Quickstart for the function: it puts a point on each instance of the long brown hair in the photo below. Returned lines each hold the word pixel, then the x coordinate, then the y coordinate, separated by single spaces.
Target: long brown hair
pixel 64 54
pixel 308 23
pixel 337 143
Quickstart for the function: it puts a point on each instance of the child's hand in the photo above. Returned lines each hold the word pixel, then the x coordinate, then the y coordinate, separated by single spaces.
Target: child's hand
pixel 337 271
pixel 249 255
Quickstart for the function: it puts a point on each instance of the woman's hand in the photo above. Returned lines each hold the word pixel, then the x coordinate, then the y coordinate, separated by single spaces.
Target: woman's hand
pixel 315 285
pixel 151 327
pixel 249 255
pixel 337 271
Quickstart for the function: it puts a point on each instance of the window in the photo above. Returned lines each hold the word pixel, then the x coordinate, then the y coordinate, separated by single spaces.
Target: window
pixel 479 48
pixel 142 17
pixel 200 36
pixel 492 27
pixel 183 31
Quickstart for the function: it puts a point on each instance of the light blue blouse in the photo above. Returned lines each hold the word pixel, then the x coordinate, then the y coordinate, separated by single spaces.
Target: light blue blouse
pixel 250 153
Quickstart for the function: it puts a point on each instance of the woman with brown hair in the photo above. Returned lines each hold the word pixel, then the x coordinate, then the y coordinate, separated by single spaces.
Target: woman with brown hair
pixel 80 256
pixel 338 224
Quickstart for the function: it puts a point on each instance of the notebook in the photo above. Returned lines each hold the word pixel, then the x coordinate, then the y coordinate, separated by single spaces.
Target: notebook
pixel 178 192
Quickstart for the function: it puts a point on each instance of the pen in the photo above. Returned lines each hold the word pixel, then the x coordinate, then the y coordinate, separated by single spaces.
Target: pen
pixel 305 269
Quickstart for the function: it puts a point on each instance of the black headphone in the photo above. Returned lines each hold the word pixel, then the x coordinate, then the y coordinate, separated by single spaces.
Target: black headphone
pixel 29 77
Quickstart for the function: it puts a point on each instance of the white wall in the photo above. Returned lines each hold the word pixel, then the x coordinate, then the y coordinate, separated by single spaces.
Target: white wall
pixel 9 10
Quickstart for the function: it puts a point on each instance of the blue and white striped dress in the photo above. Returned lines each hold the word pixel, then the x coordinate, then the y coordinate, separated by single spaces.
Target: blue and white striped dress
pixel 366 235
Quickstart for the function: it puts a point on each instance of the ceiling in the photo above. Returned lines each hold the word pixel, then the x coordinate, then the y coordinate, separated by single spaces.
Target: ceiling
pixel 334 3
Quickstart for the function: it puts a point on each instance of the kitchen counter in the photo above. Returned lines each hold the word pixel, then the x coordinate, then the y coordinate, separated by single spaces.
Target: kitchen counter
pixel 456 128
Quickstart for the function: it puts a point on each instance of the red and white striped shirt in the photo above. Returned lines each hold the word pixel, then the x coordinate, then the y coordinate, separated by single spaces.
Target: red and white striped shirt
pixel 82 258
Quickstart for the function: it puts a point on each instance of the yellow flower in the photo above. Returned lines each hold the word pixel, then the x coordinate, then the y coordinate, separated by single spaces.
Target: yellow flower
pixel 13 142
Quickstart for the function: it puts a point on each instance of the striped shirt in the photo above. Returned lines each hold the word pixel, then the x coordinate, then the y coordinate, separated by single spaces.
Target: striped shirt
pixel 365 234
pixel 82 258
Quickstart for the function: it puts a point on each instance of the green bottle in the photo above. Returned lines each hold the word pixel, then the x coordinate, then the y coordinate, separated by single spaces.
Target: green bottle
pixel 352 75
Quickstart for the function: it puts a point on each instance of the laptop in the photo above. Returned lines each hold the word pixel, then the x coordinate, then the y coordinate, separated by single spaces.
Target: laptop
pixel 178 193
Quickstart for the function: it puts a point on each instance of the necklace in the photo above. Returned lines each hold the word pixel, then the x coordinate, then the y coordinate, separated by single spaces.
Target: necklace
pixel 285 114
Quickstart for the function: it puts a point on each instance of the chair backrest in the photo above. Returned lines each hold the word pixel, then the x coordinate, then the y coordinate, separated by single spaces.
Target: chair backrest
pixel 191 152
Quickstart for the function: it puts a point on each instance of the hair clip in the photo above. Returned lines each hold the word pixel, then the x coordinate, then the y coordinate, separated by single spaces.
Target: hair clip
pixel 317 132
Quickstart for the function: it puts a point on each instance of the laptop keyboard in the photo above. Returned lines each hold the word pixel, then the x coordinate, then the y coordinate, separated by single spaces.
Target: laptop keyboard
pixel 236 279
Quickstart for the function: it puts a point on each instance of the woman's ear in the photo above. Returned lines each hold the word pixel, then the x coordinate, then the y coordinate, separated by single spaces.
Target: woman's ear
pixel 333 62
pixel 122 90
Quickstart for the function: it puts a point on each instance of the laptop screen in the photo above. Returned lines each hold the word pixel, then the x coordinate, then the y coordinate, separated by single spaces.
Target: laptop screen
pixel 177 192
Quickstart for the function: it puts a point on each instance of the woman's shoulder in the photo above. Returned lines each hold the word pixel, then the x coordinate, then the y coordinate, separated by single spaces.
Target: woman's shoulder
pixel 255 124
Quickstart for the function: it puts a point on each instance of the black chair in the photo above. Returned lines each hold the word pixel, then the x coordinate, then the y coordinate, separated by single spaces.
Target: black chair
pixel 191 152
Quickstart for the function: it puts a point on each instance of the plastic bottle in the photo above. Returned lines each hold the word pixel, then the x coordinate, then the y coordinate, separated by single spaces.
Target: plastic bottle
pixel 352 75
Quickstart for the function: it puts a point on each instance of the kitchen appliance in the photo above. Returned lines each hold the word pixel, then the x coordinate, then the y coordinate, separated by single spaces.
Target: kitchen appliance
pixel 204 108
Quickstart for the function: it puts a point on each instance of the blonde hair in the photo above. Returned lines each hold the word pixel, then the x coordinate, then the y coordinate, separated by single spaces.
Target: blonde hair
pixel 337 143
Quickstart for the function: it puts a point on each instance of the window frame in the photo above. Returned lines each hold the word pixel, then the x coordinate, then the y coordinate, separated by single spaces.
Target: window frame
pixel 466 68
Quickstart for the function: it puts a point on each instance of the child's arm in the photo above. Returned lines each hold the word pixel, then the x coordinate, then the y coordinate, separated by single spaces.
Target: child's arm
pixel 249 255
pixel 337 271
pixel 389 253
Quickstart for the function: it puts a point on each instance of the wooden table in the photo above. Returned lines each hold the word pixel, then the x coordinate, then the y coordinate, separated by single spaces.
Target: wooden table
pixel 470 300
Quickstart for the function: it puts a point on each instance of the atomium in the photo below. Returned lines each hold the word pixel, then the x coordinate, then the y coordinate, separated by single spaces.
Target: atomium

TASK ITEM:
Every line of the listing that includes "atomium" must be shown.

FINISHED EXERCISE:
Quickstart for the function: it puts a point on each instance of the atomium in the photo below. Returned lines each hold the word pixel, then the x coordinate, then the y coordinate, separated by single spaces.
Target: atomium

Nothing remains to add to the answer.